(Collected data)
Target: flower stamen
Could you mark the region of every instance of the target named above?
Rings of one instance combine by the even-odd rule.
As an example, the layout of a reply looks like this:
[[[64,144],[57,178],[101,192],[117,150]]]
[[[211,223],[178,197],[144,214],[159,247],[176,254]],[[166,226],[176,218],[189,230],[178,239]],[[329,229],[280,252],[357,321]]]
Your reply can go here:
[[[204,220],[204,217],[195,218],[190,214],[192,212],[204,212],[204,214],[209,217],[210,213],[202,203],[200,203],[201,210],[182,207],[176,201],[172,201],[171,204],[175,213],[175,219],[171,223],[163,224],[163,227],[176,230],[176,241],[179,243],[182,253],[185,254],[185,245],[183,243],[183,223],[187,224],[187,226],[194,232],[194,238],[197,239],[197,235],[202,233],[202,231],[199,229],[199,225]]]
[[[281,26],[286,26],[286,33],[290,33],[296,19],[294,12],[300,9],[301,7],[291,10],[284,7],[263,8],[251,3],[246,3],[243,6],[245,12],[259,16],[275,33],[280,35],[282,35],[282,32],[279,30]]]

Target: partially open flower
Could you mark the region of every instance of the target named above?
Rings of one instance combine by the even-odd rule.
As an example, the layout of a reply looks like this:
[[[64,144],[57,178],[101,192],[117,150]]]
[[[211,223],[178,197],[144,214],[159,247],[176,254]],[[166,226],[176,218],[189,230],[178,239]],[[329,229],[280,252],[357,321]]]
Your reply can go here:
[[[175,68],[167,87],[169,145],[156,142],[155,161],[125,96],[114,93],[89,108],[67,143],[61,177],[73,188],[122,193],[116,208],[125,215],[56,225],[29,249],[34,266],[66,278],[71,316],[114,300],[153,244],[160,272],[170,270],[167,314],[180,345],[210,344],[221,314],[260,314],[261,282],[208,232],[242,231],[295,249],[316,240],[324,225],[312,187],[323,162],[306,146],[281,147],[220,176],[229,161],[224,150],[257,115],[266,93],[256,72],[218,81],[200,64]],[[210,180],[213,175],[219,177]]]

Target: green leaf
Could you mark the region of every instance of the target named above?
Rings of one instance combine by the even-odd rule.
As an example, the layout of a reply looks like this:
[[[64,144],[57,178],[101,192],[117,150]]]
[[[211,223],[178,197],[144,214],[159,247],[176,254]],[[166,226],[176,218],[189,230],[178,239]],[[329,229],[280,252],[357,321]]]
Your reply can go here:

TASK TO COMPLETE -
Every single record must be transcribed exactly as it stands.

RESPONSE BOX -
Target: flower stamen
Could you mark the region of every instance of the target named above?
Rings of one instance combine by the even-odd rule.
As an example, the layout of a reply looks like this:
[[[64,144],[57,178],[101,192],[117,150]]]
[[[211,223],[178,197],[144,214],[159,247],[176,254]],[[166,226],[176,218],[189,230],[178,239]],[[329,229],[280,252],[357,321]]]
Your reply can go here:
[[[204,220],[204,217],[195,218],[190,214],[192,212],[204,212],[204,214],[209,217],[210,213],[202,203],[200,203],[201,210],[182,207],[176,201],[172,201],[171,204],[175,213],[175,219],[171,223],[163,224],[163,227],[176,230],[176,241],[179,243],[182,253],[185,254],[185,245],[183,243],[183,223],[187,224],[187,226],[194,232],[194,238],[197,239],[197,235],[202,233],[202,231],[199,229],[199,225]]]
[[[281,26],[286,26],[286,33],[290,33],[296,19],[294,12],[300,9],[301,7],[291,10],[284,7],[263,8],[251,3],[246,3],[243,6],[245,12],[259,16],[275,33],[280,35],[282,35],[282,32],[279,30]]]

Target: partially open flower
Could you mark the region of every instance of the target named above?
Rings of one instance combine by the even-odd rule.
As an example, the layout of a reply looks like this:
[[[64,144],[57,178],[101,192],[117,150]]]
[[[211,223],[178,197],[144,214],[159,247],[176,254]],[[166,226],[176,218],[189,230],[178,239]],[[329,229],[280,252],[357,321]]]
Your reply can go here:
[[[175,68],[167,87],[169,145],[156,142],[155,161],[125,96],[114,93],[89,108],[67,143],[61,177],[73,188],[122,193],[116,208],[125,215],[56,225],[29,249],[34,266],[66,278],[71,316],[114,300],[153,244],[160,272],[170,270],[167,314],[180,345],[210,344],[221,314],[260,314],[261,282],[208,232],[242,231],[295,249],[316,240],[324,225],[312,187],[323,162],[306,146],[281,147],[220,176],[229,161],[224,150],[257,115],[266,93],[256,72],[218,81],[200,64]],[[210,180],[213,175],[219,177]]]

Target: green leaf
Could you mark the region of every instance of the target named above?
Rings of one instance combine by the even-odd rule.
As an example, the layout of a reply looks like this:
[[[64,144],[57,178],[101,192],[117,150]]]
[[[211,223],[178,197],[144,214],[159,247],[176,254]],[[166,226],[176,218],[189,230],[178,239]],[[329,229],[280,252],[357,321]]]
Your reply can go here:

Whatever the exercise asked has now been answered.